* **WHAT TO DO**
Using the records below, transcribe word for word the stretch from the line that contains "Place one keypoint per instance of the flag" through the line that contains "Target: flag pole", both end lines included, and nothing else.

*** DATA TO EXAMINE ***

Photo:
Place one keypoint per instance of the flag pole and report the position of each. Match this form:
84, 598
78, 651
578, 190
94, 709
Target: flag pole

*** End of DATA TO EXAMINE ***
*** DATA TO EXAMINE ***

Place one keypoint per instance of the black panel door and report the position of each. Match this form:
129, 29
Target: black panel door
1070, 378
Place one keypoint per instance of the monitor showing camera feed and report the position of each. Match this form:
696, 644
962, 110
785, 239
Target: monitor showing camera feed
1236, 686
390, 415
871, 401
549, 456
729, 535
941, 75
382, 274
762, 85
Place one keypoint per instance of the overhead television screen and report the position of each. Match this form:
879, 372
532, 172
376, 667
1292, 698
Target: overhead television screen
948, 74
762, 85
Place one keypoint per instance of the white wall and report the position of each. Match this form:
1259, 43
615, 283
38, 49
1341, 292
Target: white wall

*** End of DATA TO EXAMINE ***
*** DATA TO EXAMINE ***

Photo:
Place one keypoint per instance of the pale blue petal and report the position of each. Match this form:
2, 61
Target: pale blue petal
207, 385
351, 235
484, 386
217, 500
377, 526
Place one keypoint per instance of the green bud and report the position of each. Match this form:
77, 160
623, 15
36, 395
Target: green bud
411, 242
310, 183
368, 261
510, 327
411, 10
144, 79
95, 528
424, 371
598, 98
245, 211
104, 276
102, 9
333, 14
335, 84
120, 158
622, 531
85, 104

*** End of DATA TO EXAMINE ***

* **SOLUTION**
Place one keypoint per instance of the flag pole and report the position of each. Match this form:
84, 598
78, 651
578, 190
94, 709
Target: flag pole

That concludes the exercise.